Istruzioni operative ::
1 > Stabilisci se ciascuna delle affermazioni (a), (b) e (c) concorda con il testo sulla Marende altoatesina. Per ognuna rispondi sì o no e cita esattamente le parole del testo che lo dimostrano.
(a) La parola “merenda” deriva dal latino “merere”.
(b) Nella Marende lo speck altoatesino si serve soltanto a fette.
(c) La “Baumpflanz-Challenge” circola sui social media da alcuni mesi.
2 > Prosegui il testo sulla Marende altoatesina a partire dalla sua ultima frase.

In italiano la parola “merenda” indica uno spuntino leggero, che si fa a metà mattina o nel pomeriggio. Nelle vallate dell’Alto Adige la “merenda” si è sviluppata nella “Marende”, che è molto di più di un semplice spuntino. Immancabili sono lo speck altoatesino, servito a fette o in stick, il formaggio d’alpeggio, i Kaminwurzen (salsicce crude affumicate, specialità tipica dell’Alto Adige) e poi pane (di segale o il croccante Schüttelbrot), burro (meglio se di montagna), rafano, sottaceti e – nella versione dolce – anche marmellate fatte in casa.
La parola “merenda” deriva dal latino “merere” e significa “una cosa che bisogna meritarsi”. In questi giorni, in Alto Adige la “Marende” è divenuta un pegno, da pagare se non si è abbastanza veloci nel rispondere ad una sfida – la “Baumpflanz-Challenge” – che da alcune settimane sta dilagando sui social media coinvolgendo a macchia d’olio decine di gruppi ed associazioni, così come personaggi pubblici o semplici cittadini.

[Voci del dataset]
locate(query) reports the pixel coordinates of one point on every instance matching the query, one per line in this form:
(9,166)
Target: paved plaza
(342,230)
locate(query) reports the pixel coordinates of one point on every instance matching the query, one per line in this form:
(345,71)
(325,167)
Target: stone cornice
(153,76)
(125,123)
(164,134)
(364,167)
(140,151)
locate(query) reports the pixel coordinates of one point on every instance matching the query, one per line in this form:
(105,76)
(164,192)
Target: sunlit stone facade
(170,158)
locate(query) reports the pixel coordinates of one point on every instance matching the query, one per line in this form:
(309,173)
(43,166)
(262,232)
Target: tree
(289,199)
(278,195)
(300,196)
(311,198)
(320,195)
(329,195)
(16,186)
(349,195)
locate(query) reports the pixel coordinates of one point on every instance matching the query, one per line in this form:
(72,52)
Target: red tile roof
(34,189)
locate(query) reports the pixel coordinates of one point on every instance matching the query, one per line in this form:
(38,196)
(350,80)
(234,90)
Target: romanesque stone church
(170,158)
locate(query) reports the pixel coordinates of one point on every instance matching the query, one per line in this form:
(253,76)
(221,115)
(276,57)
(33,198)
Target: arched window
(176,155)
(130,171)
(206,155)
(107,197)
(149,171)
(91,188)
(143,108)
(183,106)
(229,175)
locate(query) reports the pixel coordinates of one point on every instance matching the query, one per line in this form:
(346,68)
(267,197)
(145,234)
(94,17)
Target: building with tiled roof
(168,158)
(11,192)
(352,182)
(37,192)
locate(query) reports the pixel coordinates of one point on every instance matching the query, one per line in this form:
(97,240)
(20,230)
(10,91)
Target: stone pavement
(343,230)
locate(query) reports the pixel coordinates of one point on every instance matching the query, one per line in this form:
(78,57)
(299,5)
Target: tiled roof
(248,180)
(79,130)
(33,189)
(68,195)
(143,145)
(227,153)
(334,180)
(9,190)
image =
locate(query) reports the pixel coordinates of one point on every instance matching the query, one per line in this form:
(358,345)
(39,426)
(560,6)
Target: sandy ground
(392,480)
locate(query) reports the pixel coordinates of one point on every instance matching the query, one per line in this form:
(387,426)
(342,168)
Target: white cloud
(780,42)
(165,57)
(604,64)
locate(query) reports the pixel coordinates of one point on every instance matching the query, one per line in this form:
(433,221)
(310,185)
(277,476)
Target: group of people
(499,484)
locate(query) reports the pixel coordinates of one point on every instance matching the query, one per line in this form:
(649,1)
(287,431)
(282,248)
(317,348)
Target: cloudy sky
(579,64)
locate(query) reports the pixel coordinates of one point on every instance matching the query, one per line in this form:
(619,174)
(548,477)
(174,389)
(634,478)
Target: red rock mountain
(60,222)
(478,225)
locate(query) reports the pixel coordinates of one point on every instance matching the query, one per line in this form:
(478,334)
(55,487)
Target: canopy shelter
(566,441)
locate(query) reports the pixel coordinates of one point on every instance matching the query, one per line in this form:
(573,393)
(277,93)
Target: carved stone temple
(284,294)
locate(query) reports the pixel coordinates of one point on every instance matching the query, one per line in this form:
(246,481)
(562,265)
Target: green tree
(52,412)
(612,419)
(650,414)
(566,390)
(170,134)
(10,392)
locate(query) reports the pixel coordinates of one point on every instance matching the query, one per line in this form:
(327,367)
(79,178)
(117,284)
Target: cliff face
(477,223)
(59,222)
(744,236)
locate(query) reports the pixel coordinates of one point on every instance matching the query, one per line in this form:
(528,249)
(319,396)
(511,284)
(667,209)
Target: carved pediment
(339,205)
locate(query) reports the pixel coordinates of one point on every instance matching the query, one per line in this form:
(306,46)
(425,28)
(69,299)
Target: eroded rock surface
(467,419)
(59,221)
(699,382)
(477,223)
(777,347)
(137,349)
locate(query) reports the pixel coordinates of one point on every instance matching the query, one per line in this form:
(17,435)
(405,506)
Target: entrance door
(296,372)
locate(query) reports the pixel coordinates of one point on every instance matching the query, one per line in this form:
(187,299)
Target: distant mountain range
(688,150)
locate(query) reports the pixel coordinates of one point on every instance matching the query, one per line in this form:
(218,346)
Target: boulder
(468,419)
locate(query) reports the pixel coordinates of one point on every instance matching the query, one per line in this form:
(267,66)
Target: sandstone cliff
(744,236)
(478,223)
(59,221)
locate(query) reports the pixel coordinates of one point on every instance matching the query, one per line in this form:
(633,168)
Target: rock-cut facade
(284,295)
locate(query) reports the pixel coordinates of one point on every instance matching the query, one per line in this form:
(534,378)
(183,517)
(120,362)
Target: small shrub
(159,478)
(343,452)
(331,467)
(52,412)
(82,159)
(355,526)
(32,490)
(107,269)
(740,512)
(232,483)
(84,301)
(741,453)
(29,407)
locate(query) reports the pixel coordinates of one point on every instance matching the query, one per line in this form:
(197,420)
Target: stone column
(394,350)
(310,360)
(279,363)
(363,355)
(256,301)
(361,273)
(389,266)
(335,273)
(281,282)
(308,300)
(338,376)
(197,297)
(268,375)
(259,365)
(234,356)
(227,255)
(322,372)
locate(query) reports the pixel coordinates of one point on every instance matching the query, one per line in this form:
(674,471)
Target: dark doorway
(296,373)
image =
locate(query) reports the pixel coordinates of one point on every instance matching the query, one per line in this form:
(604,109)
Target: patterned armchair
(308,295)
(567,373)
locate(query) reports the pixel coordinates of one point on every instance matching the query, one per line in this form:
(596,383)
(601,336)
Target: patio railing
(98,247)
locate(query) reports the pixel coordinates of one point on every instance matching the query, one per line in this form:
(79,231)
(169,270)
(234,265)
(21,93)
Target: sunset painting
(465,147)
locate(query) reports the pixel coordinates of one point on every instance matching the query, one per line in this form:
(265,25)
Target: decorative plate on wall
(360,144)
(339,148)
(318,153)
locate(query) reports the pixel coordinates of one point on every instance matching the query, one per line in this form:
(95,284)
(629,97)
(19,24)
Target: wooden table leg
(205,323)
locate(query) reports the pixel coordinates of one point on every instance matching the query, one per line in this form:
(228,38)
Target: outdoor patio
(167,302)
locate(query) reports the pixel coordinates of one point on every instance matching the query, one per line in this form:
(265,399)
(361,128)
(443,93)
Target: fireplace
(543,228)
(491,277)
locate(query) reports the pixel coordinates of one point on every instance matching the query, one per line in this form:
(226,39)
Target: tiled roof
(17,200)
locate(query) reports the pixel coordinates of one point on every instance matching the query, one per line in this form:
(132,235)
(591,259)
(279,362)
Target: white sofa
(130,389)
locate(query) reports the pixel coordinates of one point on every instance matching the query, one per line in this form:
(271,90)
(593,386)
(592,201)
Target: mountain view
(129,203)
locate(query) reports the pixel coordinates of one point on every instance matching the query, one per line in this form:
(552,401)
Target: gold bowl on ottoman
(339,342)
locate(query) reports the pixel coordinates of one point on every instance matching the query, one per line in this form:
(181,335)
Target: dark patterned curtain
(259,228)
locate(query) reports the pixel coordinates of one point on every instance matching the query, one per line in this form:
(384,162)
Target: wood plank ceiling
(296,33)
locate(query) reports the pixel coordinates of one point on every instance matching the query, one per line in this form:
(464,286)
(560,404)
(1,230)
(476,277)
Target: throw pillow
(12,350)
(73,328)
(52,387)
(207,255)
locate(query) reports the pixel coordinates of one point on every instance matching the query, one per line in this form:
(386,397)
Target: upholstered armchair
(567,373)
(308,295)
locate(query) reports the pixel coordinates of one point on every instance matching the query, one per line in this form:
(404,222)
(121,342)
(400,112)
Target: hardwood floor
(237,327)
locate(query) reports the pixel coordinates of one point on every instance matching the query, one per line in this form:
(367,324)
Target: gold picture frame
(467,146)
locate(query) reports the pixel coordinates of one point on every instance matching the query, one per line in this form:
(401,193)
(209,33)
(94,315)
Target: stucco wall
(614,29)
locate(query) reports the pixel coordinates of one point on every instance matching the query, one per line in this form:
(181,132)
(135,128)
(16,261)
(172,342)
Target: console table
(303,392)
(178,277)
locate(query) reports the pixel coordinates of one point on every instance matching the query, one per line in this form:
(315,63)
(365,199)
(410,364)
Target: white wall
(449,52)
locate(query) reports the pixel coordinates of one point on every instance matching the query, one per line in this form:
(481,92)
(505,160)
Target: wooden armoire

Risposte attese ::
1 >
(a) Sì: «La parola “merenda” deriva dal latino “merere”».
(b) No: «servito a fette o in stick».
(c) No: «da alcune settimane sta dilagando sui social media».

2 >
In cosa consiste la “Baumpflanz-Challenge”? Chi viene nominato è chiamato a piantare un albero entro 48 ore e a postare sui propri profili social un video che testimoni l’avvenuta piantumazione e nel quale, al termine del quale, vengano nominate altre persone o associazioni, affinché l’iniziativa possa proseguire. In caso contrario, si è costretti a pagare pegno e offrire una ‘Marende’ a chi ha fatto la nomina.
Da dove sia partita questa iniziativa, che nei mesi estivi ha coinvolto Germania ed Austria ed ora è arrivata anche in Italia, è difficile da capire. Le sue origini si perdono nel labirinto di profili Fb e account Ig. Secondo i media tedeschi, a dare il via a questa challenge sarebbero stati i vigili del fuoco volontari germanici, che poi hanno “contagiato” altre associazioni e realtà di lingua tedesca.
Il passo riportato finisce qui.